_TEXT PASSAGE_
-- Start --
Nevertheless, let us take a closer look at the latest numbers provided by Freedom House. Their data for 2001 show that only 23 percent of the Islamic countries have electoral democracies; the comparable numbers are 38 percent for Africa, 62 percent for Asian countries, 70 percent for post-Communist countries in Europe and the CIS, and 91 percent for the Americas. There are some revealing patterns within the Islamic countries. Of the 16 Arab countries and six Central Asian Republics, not one is democratic. When we exclude these two groups from the Islamic countries-about a fifth of world’s Islamic population-the proportion of democracies in the remaining Islamic countries rises to 47 percent. It may be noted that, in some cases, the Freedom House classifications are questionable. If Iran and Malaysia were classified as electoral democracies the last number would go up to 59 percent, quite comparable to the number for Asian countries.
Is there any rationale for excluding the Arab and Central Asian countries from the Islamic count? It turns out that in fact there are several. Since the end of the Cold War, Western donors and multilateral institutions have used their financial leverage to encourage democratization in client countries. However, there is one significant exception to this. These pressures are not applied to Islamic countries-mostly in the Arab world-where democratization is likely to bring the Islamists to power. On the contrary, the Arab despotisms-with the exception of the ‘rogue states’-have received political, moral and intelligence support from Western powers in the repression of their mainly Islamist opposition.
-- End --
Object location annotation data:
-- Start --
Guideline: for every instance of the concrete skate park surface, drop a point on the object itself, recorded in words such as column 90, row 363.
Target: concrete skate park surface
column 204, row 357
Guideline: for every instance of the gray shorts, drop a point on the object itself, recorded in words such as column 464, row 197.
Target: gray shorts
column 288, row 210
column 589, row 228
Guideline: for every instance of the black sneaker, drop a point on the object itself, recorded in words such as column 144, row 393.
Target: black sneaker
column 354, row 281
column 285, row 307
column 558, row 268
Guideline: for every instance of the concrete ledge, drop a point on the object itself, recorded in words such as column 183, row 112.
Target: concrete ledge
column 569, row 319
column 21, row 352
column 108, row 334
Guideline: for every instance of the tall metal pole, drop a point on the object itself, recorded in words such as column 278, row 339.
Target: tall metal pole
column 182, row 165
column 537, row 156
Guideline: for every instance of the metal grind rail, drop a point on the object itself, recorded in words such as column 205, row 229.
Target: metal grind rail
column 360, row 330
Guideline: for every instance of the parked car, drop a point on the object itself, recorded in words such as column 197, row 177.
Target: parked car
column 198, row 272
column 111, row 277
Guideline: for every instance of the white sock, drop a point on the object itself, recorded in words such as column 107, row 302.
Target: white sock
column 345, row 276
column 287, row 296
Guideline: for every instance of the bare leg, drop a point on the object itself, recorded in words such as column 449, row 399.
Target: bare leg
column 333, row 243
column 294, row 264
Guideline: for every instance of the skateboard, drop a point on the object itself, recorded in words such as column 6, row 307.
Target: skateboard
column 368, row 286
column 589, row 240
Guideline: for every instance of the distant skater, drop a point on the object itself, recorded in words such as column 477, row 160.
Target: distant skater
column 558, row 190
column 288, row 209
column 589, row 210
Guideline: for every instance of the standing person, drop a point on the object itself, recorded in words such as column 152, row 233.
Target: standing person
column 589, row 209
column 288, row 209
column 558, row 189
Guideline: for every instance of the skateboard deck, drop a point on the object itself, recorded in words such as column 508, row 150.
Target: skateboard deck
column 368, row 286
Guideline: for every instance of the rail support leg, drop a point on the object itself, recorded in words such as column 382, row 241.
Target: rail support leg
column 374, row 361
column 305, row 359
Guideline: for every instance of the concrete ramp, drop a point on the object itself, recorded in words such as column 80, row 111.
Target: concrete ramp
-- End --
_REQUIRED TASK_
List every group of countries in the sentence of the passage on democracy in Islamic countries that begins "Their data for 2001," along with the percentage of electoral democracies given for each.

_RESPONSE TO THE TASK_
- Islamic countries: 23 percent
- Africa: 38 percent
- Asian countries: 62 percent
- Post-Communist countries in Europe and the CIS: 70 percent
- The Americas: 91 percent